*WRITTEN EXERCISE:* Print every line of the records below without any change, and leave the pictures out.

------------------------------------------------

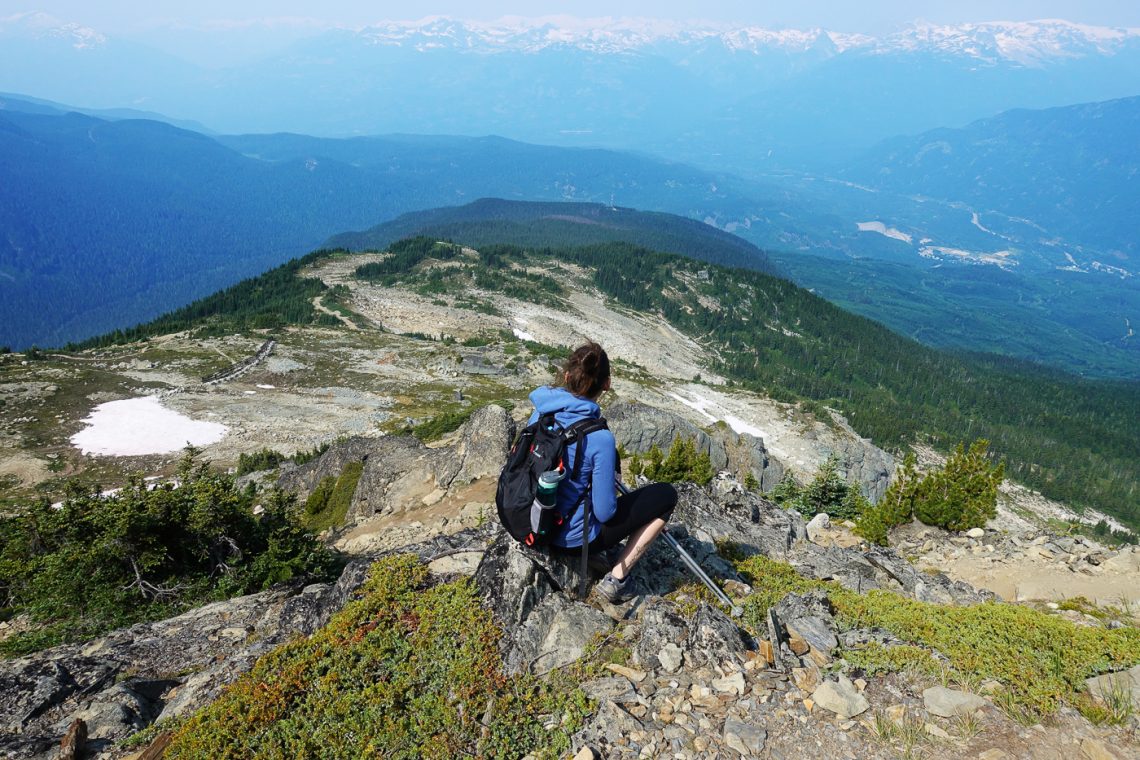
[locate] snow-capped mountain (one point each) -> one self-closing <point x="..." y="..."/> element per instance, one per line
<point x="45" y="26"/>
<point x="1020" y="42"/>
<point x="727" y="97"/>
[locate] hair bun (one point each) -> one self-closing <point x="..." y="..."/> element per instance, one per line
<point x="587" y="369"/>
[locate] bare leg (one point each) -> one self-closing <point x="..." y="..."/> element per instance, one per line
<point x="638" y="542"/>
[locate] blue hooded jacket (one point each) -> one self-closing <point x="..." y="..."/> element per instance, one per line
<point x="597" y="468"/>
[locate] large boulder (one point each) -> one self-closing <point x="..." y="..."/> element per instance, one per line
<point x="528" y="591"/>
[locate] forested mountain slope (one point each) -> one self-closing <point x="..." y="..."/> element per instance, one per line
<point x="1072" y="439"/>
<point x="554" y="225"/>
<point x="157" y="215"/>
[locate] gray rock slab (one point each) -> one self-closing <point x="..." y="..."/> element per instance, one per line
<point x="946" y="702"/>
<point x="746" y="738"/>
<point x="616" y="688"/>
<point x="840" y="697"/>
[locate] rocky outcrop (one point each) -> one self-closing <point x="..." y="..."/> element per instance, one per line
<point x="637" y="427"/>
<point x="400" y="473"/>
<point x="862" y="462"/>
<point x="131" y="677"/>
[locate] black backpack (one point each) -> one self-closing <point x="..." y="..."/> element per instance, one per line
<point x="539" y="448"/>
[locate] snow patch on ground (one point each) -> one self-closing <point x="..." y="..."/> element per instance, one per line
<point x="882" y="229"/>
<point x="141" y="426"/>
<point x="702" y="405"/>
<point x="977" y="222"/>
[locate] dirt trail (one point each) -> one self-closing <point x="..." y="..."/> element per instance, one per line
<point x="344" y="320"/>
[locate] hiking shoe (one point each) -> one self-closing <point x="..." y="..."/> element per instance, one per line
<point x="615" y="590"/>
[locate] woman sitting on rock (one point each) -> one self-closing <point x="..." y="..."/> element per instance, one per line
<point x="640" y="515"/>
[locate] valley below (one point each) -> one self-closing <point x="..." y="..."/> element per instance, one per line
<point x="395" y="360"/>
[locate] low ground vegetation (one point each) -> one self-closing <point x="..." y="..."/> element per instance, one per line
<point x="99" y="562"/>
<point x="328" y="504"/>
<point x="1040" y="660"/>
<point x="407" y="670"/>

------------------------------------------------

*PROBLEM SOLUTION:*
[locate] snow-capped mountain (one point each) -> one self-closing <point x="..." y="..."/> element per instance, one per line
<point x="45" y="26"/>
<point x="1020" y="42"/>
<point x="727" y="97"/>
[locate] hair bun (one point each) -> one self-closing <point x="..." y="..."/> element per instance, one per line
<point x="587" y="369"/>
[locate] bare leg (one point each) -> one self-closing <point x="..." y="..."/> element per instance, one per line
<point x="638" y="542"/>
[locate] blue hooded jacket (one point each) -> one self-closing <point x="..." y="..."/> element per instance, one per line
<point x="597" y="468"/>
[locate] large boulder (one point each) -> one self-closing <point x="..." y="..."/> element per instance, one per line
<point x="528" y="591"/>
[locate] forested mountain slope (one point each) -> one self-closing <point x="..." y="..."/> element per instance, one per line
<point x="1072" y="439"/>
<point x="554" y="225"/>
<point x="157" y="215"/>
[locate] gray rock slab (one point each) -> one self-closing <point x="..." y="..."/> element per instance, one per line
<point x="946" y="702"/>
<point x="746" y="738"/>
<point x="616" y="688"/>
<point x="840" y="697"/>
[locate] rocky outcrop (one point each) -> one self-closing <point x="..." y="..."/> element per instance, one per line
<point x="637" y="427"/>
<point x="400" y="473"/>
<point x="862" y="462"/>
<point x="131" y="677"/>
[locate] black backpack (one point each) -> one self-closing <point x="..." y="..."/> element per instance, one per line
<point x="539" y="448"/>
[locate] snow patch on ground (one point each) -> one self-closing <point x="..." y="..."/> element per instance, one per line
<point x="882" y="229"/>
<point x="141" y="426"/>
<point x="702" y="405"/>
<point x="977" y="222"/>
[locate] dirt trail (one point each) -> one self-closing <point x="..." y="..."/> element per instance, one per line
<point x="344" y="320"/>
[locate] hiking shoe (one point each) -> one self-closing <point x="..." y="..."/> element per instance, one per line
<point x="615" y="590"/>
[locate] woman sitting on rock (one point each) -> one self-closing <point x="..." y="..."/> element per instance, one per line
<point x="640" y="515"/>
[locate] valley below (one point each) -> one self-closing <point x="..." y="..."/> element per instance, one per line
<point x="395" y="360"/>
[locate] low ground vegetation (one point each) -> one self-closing <point x="..." y="..."/> element per instance, one per line
<point x="99" y="562"/>
<point x="328" y="504"/>
<point x="1040" y="660"/>
<point x="407" y="670"/>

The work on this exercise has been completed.